(Entries drawn from a collection)
# # # # #

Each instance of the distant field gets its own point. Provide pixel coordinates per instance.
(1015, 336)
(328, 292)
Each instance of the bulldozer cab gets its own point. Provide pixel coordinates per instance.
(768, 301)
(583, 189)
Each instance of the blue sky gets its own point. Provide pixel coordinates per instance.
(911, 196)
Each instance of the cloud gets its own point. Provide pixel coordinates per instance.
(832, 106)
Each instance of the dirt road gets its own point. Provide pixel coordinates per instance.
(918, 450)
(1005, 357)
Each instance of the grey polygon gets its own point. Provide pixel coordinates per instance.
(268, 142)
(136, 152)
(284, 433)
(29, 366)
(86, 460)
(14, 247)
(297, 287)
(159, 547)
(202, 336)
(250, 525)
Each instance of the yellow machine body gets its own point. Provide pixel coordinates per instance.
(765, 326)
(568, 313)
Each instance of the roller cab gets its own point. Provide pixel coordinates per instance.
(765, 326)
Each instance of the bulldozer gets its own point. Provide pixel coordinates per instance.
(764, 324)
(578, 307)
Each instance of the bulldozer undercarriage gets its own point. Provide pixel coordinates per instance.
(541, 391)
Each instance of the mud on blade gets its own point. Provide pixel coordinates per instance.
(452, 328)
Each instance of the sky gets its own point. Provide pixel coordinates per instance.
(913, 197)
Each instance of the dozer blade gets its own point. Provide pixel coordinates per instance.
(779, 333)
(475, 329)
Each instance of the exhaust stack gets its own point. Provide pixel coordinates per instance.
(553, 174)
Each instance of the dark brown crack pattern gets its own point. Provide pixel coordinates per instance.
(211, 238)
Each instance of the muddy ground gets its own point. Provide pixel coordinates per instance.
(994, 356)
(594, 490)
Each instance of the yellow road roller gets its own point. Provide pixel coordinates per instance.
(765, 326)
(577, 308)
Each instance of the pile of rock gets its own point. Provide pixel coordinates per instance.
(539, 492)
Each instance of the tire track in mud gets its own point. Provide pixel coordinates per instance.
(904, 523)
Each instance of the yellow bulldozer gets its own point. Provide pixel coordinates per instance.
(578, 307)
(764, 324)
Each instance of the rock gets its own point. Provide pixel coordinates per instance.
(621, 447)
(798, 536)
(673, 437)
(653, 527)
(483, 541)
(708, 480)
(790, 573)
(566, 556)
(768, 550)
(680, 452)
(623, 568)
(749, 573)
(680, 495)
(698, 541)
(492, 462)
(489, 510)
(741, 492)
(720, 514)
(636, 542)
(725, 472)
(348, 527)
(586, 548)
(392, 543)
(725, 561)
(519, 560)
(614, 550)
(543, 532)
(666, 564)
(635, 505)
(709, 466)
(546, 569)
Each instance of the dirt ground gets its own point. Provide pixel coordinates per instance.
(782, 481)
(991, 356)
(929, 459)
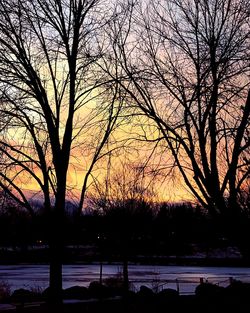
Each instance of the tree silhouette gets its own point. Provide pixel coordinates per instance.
(185, 65)
(57, 110)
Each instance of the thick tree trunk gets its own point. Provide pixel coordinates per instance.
(55, 287)
(56, 260)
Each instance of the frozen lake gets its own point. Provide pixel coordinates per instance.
(186, 278)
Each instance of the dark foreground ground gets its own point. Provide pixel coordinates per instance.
(98, 298)
(184, 304)
(181, 304)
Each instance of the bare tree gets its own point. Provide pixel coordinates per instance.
(57, 110)
(125, 197)
(185, 65)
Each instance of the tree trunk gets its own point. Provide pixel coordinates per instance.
(125, 274)
(56, 260)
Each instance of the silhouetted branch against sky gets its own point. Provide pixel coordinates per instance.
(53, 99)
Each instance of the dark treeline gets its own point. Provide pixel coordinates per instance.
(135, 231)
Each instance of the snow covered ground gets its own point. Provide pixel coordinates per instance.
(184, 278)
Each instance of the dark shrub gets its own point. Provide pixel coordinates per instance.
(25, 295)
(238, 288)
(208, 289)
(98, 290)
(145, 293)
(76, 292)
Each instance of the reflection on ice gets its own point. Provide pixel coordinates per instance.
(184, 278)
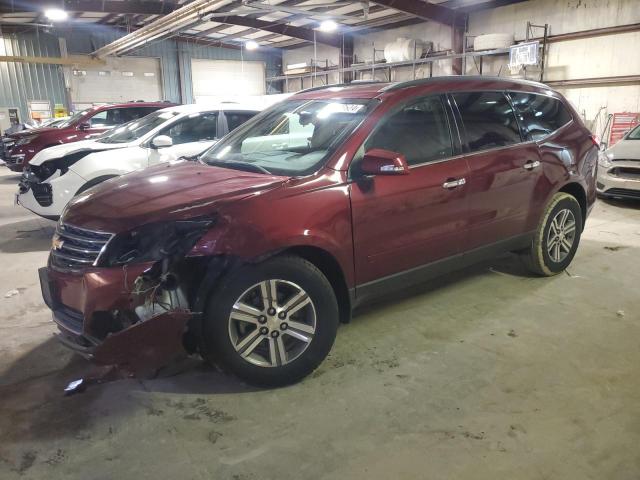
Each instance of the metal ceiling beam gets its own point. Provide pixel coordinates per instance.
(144, 7)
(283, 29)
(425, 11)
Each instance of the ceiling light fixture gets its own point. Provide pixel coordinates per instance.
(328, 26)
(56, 14)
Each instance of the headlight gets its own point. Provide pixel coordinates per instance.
(155, 241)
(604, 160)
(25, 140)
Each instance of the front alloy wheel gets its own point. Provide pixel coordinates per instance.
(271, 323)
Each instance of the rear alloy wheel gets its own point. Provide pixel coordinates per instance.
(556, 240)
(272, 323)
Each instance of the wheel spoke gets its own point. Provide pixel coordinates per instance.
(253, 345)
(303, 327)
(298, 306)
(563, 218)
(246, 313)
(293, 300)
(273, 356)
(282, 351)
(569, 228)
(268, 290)
(298, 335)
(248, 339)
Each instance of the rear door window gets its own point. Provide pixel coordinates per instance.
(419, 131)
(488, 119)
(197, 127)
(539, 115)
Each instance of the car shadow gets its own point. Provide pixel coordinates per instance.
(627, 203)
(30, 235)
(35, 408)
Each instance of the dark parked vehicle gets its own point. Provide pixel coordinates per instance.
(85, 124)
(253, 254)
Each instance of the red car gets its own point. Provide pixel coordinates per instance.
(255, 252)
(85, 124)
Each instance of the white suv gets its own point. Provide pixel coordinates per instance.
(56, 174)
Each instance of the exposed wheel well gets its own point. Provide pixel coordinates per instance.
(576, 190)
(330, 267)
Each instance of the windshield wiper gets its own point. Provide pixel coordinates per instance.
(240, 165)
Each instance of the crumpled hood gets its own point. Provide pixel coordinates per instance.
(32, 131)
(625, 149)
(169, 191)
(59, 151)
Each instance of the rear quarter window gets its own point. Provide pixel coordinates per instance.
(539, 115)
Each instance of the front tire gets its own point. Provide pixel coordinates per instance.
(557, 237)
(273, 323)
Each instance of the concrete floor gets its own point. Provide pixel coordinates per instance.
(484, 374)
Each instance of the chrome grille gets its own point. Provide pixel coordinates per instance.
(77, 248)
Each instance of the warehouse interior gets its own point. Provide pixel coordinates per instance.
(484, 372)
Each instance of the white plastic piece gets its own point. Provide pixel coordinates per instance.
(403, 49)
(493, 41)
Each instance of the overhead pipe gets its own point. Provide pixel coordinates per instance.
(181, 18)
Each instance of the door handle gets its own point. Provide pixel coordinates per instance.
(454, 183)
(531, 164)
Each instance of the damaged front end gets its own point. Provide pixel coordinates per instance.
(126, 300)
(34, 176)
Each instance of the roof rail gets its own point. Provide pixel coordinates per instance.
(340, 85)
(457, 78)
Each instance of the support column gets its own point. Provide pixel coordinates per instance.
(346, 57)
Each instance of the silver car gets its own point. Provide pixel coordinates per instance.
(619, 168)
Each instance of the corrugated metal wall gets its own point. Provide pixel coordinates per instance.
(21, 82)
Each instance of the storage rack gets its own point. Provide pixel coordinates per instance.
(430, 59)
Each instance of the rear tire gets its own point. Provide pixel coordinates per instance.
(557, 237)
(271, 343)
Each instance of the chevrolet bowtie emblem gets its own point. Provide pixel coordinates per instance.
(56, 242)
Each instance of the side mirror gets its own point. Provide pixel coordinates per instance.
(161, 141)
(384, 162)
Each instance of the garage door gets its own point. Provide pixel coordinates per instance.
(220, 80)
(119, 80)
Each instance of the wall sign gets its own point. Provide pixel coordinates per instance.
(622, 123)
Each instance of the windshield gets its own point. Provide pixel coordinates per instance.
(292, 138)
(137, 128)
(74, 118)
(634, 134)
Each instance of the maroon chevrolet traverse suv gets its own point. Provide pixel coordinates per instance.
(254, 252)
(83, 125)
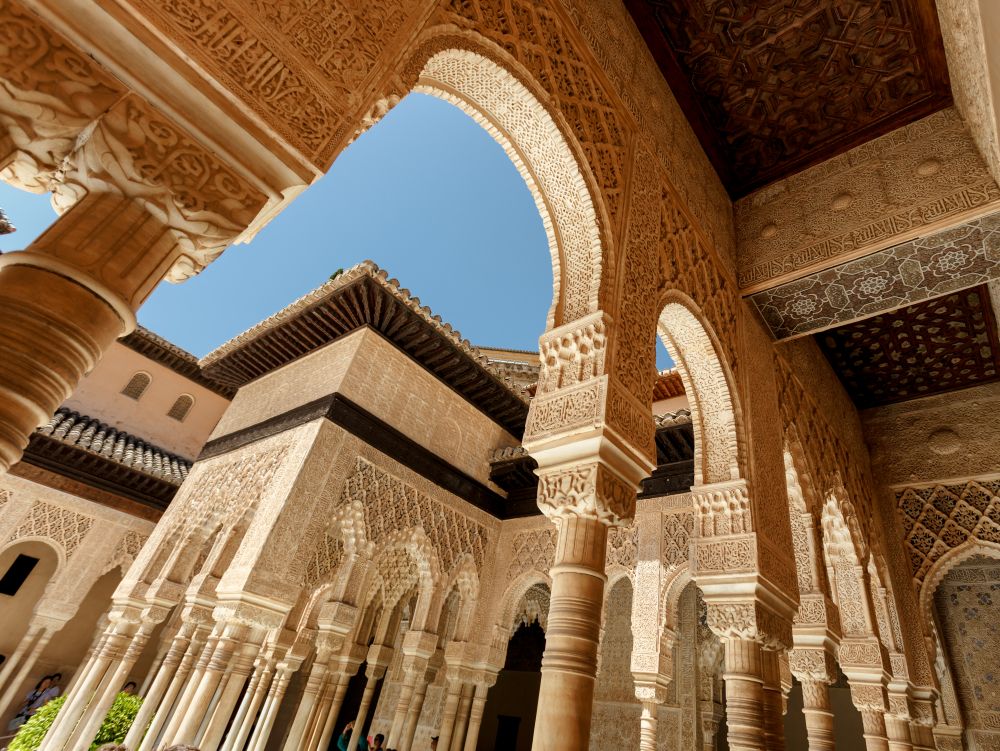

# # # # #

■ Given instruction ■
Locate each line of the data above that contains the word "alloy" and copy those lines in full. Case counts.

■ Response for this exercise ■
Each instance of the front alloy wheel gets its own point. Provide pixel coordinates per instance.
Each instance of the rear alloy wheel gets its own point. Provide pixel coordinates per instance.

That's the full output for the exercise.